→ Required actions
1. According to the forum thread, which scikit-learn function would be a better way to convert the training scores?
2. Select every line of the listing that contains the word "vest".

→ Excerpt
I have the following code to test some of most popular ML algorithms of sklearn python library:

import numpy as np
from sklearn                        import metrics, svm
from sklearn.linear_model           import LinearRegression
from sklearn.linear_model           import LogisticRegression
from sklearn.tree                   import DecisionTreeClassifier
from sklearn.neighbors              import KNeighborsClassifier
from sklearn.discriminant_analysis  import LinearDiscriminantAnalysis
from sklearn.naive_bayes            import GaussianNB
from sklearn.svm                    import SVC

trainingData    = np.array([ [2.3, 4.3, 2.5],  [1.3, 5.2, 5.2],  [3.3, 2.9, 0.8],  [3.1, 4.3, 4.0]  ])
trainingScores  = np.array( [3.4, 7.5, 4.5, 1.6] )
predictionData  = np.array([ [2.5, 2.4, 2.7],  [2.7, 3.2, 1.2] ])

clf = LinearRegression()
clf.fit(trainingData, trainingScores)

clf = svm.SVR()
clf.fit(trainingData, trainingScores)

clf = LogisticRegression()
clf.fit(trainingData, trainingScores)

clf = DecisionTreeClassifier()
clf.fit(trainingData, trainingScores)

clf = KNeighborsClassifier()
clf.fit(trainingData, trainingScores)

clf = LinearDiscriminantAnalysis()
clf.fit(trainingData, trainingScores)

clf = GaussianNB()
clf.fit(trainingData, trainingScores)

clf = SVC()
clf.fit(trainingData, trainingScores)

The first two works ok, but I got the following error in LogisticRegression call:

root@ubupc1:/home/ouhma# python stack.py 
[ 15.72023529   6.46666667]
[ 3.95570063  4.23426243]
Traceback (most recent call last):
  File "stack.py", line 28, in <module>
    clf.fit(trainingData, trainingScores)
  File "/usr/local/lib/python2.7/dist-packages/sklearn/linear_model/logistic.py", line 1174, in fit
  File "/usr/local/lib/python2.7/dist-packages/sklearn/utils/multiclass.py", line 172, in check_classification_targets
    raise ValueError("Unknown label type: %r" % y_type)
ValueError: Unknown label type: 'continuous'

The input data is the same as in the previous calls, so what is going on here?

And by the way, why there is a huge diference in the first prediction of LinearRegression() and SVR() algorithms (15.72 vs 3.95)?

3 Answers 3


You are passing floats to a classifier which expects categorical values as the target vector. If you convert it to int it will be accepted as input (although it will be questionable if that's the right way to do it).

It would be better to convert your training scores by using scikit's labelEncoder function.

The same is true for your DecisionTree and KNeighbors qualifier.

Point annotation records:
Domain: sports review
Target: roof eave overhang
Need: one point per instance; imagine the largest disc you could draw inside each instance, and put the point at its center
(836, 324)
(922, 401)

--

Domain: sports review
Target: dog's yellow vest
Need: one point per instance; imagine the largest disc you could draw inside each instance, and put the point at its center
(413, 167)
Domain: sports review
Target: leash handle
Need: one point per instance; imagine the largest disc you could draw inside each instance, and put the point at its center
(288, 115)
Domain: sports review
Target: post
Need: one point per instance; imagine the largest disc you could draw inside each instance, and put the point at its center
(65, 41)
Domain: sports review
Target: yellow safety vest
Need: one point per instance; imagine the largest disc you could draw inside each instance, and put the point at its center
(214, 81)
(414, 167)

→ Worked solutions
1. Scikit's labelEncoder function.

2.
Target: dog's yellow vest
Target: yellow safety vest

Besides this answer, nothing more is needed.